■ Document passage:
So if the people who built the Moai migrated across the Pacific from Tahiti and the Marquesas and considering the distances involved and the time they supposedly did so....I’d like to pose a few questions.


  • Where did they learn to carve such large statues? (yes we know they carved small ones)

  • Why are some buried up to their necks, yet this practice does not occur elsewhere?

  • Where did they learn to make such intricate platforms for the Moai?

  • Where did they learn to create a written script when no other Polynesian island ever had one?


There are already carved statues in Tahiti and Marquesas but also in Melanesia, Micronesia and South America. Yes, Polynesians did arrive in Rapanui, but we believe they supplanted those already there, just like they did in New Zealand (the Tangata Whenua), Hawaii (Menhune) and many other islands. And if no one is concerned about that (and I'm not) why do Maori worry about Europeans doing to them what they did to others, Yes, I know that is inflammatory when we haven't yet proven to you others were here first... but that is coming, albeit a little more slowly than might be expected due to having to begin again at new sites.


OK, back to Rapanui. The Moai were made around 300AD. It would likely have taken 500 years to make all 887 Moai, even if they had hundreds doing it. But Polynesians only arrived 700-800CE based on charcoal found in middens.


There is a large petroglyph rock showing a double hulled Polynesian canoe on the island. If all this is true, there is not the remotest chance Polynesians made the Moai - but they did start the bird cult after wiping out the previous inhabitants. According to local legends, a group of people called hanau epe (meaning either "long eared" or "stocky" people) came into conflict with another group called the hanau momoko (either "short eared" or "slim" people). After mutual suspicions erupted in a violent clash, the hanau epe were overthrown and nearly exterminated, leaving only one survivor. Various interpretations of this story have been made – that it represents a struggle between natives and incoming migrants; that it recalls inter-clan warfare; or that represents a class conflict. Polynesians were as good as other cultures at inter-tribal warfare. That is the reason they came from Raiatea and why they fought within Aotearoa up until and even after Europeans arrived. Do not for one minute think of Maori as simply a peaceful people singing beautiful wiata's while gardening and carving intricate patterns on wood to ornate the doorposts of their villages. They were all of that, but also violent, they were cannibals and slave keepers. Infanticide was also normal. Revenge was paramount in the culture. Let's make this clear - we are not condemning any of this as it was their culture at the time, (as Europeans had a culture between 1750-1900 that we wouldn't accept now), but we want to remind you that Maori were as human as every other race and did things back then that are not accepted by modern society now.

■ Requests:
1. In the Moai passage, how many of the hanau epe were left after they were overthrown?
2. Write out the Moai passage again, starting with "So if the people" and going on through "ever had one?", but replace "statues" with "figures".
The data won't be needed for any of this work.

■ Records:
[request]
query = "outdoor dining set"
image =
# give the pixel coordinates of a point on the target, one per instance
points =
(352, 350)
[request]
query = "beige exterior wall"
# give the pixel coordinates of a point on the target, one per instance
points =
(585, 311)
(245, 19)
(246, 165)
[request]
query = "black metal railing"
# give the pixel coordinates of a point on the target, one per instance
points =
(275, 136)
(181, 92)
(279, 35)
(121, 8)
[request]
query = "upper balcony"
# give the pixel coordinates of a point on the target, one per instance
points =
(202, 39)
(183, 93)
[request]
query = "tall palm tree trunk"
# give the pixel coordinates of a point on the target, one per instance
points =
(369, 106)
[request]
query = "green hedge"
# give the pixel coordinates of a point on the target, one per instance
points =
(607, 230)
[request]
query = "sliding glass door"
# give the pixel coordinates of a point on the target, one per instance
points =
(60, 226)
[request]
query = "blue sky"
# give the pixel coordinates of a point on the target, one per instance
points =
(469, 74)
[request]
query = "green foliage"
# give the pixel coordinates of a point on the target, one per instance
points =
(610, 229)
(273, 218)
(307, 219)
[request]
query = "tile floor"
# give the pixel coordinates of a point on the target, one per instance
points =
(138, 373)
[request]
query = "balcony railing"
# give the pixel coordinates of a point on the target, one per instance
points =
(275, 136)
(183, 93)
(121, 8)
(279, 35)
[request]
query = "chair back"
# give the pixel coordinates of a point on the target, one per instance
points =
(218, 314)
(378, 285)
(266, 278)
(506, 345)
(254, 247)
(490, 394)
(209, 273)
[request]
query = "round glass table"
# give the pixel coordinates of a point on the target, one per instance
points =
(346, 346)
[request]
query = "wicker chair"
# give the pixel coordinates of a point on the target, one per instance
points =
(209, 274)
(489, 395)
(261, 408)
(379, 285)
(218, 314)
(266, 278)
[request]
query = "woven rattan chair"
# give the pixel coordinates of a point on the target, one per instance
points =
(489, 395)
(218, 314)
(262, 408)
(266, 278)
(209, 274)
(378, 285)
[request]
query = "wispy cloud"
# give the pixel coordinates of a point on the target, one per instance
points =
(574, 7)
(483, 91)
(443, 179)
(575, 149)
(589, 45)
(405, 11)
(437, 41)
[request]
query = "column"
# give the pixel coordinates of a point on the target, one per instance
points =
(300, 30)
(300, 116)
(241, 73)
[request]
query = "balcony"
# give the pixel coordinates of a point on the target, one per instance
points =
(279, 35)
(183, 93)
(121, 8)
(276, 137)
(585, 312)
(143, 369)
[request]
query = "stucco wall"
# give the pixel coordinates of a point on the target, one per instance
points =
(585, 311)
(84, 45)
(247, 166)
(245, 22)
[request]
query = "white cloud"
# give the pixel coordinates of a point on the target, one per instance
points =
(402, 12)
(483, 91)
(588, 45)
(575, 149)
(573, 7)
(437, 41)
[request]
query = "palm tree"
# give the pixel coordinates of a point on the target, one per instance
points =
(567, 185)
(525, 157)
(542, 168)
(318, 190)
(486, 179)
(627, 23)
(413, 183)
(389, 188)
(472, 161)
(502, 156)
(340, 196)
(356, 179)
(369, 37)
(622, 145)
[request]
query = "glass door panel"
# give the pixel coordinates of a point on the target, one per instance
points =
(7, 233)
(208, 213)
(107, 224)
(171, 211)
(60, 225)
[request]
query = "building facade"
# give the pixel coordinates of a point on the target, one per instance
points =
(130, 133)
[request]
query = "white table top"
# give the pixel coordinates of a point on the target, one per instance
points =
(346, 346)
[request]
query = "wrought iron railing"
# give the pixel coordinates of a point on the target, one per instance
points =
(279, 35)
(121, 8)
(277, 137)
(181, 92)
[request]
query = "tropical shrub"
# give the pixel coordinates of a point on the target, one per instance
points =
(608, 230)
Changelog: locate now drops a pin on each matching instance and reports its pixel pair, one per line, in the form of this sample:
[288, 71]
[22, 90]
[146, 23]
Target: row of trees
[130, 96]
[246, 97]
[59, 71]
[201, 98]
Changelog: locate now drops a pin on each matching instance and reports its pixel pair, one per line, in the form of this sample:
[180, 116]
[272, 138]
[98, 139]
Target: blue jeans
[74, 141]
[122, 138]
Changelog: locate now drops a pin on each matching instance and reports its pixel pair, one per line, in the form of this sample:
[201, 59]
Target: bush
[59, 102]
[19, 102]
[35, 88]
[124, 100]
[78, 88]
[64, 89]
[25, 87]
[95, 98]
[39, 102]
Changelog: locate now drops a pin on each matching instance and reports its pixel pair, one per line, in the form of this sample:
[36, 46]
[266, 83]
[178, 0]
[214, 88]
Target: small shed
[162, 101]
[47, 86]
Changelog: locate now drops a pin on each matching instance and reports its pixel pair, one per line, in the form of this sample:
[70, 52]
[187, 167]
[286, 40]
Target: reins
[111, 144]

■ Exercise results:
1. Only one survivor was left.

2.
So if the people who built the Moai migrated across the Pacific from Tahiti and the Marquesas and considering the distances involved and the time they supposedly did so....I’d like to pose a few questions.


  • Where did they learn to carve such large figures? (yes we know they carved small ones)

  • Why are some buried up to their necks, yet this practice does not occur elsewhere?

  • Where did they learn to make such intricate platforms for the Moai?

  • Where did they learn to create a written script when no other Polynesian island ever had one?